Texte choisi:
# Carlos



## toph (18 Janvier 2008)

Petite pensée à Foguenne qui vient de perdre son chanteur fétiche, il ne sera jamais aller le voir en concert, mais je pense qu'il va pouvoir se repasser sa compil en boucle.
Son titre préféré : *LE TIRELIPINPON*
voici les paroles, pour la musique demandez à Foguenne ​Attention les p'tits loups
Vous êtes prêts pour le tirelipimpon ?
Ouais !

L'été dernier, fatigué,
J'suis parti sur une chaloupe
Bronzer ma carte de crédit
A la Guadeloupe
Dans un palace en bambou
J'ai rencontré Banana
La fille du roi du vaudou
Qui m'a fait un truc extra

{une voix :}
Mais qu'est-ce qu'elle t'a fait Banana ?

{Refrain:}
Tirelipimpon sur le Chihuahua
Tirelipimpon avec la tête avec les bras
Tirelipimpon un coup en l'air un coup en bas
Touche mes castagnettes moi je touche à tes ananas !

Bronzé comme une coco-girl
Je suis parti à Tokyo
Pour voir le soleil levant
C'est beau ! c'est beau !
Au pied du Fuji-Yama
J'ai rencontré Tatoumi
La mine de pointe des geishas
Qui m'a fait un truc inouï

{une voix :}
Mais qu'est-ce qu'elle t'a fait Tatoumi ?

Entrées enregistrées:

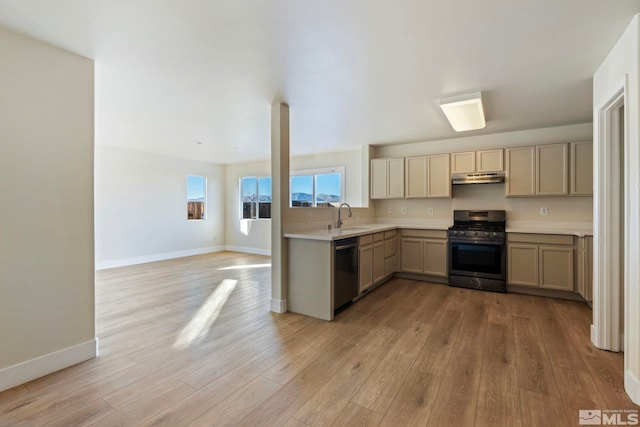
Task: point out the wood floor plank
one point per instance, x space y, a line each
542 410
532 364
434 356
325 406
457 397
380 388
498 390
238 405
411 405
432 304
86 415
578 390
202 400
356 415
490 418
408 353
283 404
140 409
* * *
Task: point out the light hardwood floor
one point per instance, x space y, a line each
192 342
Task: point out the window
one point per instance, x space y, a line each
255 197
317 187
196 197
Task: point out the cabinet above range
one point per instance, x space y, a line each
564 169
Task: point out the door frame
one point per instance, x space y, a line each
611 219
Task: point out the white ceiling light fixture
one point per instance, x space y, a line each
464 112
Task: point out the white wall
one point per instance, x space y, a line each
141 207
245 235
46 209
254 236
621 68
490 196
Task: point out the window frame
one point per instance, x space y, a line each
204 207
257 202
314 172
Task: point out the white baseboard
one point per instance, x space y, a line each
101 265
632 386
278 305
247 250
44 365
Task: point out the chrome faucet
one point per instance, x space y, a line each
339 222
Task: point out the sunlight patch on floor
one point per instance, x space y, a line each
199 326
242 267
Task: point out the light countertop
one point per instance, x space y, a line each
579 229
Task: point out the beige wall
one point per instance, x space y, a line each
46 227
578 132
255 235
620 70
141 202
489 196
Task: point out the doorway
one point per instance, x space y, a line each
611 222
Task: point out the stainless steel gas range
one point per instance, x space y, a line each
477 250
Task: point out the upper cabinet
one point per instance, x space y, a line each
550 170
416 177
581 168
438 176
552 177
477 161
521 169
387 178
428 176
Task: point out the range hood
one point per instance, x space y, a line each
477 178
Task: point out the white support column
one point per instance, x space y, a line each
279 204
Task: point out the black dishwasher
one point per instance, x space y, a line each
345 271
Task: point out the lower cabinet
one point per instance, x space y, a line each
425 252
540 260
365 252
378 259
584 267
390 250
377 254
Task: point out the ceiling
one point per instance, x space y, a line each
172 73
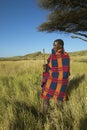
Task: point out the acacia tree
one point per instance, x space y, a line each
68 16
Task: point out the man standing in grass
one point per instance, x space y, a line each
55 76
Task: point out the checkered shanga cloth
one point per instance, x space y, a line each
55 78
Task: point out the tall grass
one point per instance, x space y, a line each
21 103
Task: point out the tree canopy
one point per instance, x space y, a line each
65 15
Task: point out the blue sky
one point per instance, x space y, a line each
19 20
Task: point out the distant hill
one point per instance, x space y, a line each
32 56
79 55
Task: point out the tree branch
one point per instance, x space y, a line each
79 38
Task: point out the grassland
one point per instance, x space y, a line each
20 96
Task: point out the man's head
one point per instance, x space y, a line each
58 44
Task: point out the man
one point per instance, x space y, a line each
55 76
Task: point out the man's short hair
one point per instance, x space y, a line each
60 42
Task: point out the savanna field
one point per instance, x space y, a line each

Utiliser les informations:
1) Répondez à ces questions sur le message à propos de Carlos :
(a) Quel est le titre préféré de Foguenne ?
(b) Dans quel endroit le chanteur a-t-il rencontré Banana ?
(c) Qui a-t-il rencontré au pied du Fuji-Yama ?
2) Recopiez à l'identique le passage du message à propos de Carlos qui va de « Son titre préféré » jusqu'à « le tirelipimpon ? » inclus.

Vos réponses écrites:
1)
(a) Le Tirelipinpon
(b) Dans un palace en bambou, à la Guadeloupe
(c) Tatoumi

2)
Son titre préféré : *LE TIRELIPINPON*
voici les paroles, pour la musique demandez à Foguenne ​Attention les p'tits loups
Vous êtes prêts pour le tirelipimpon ?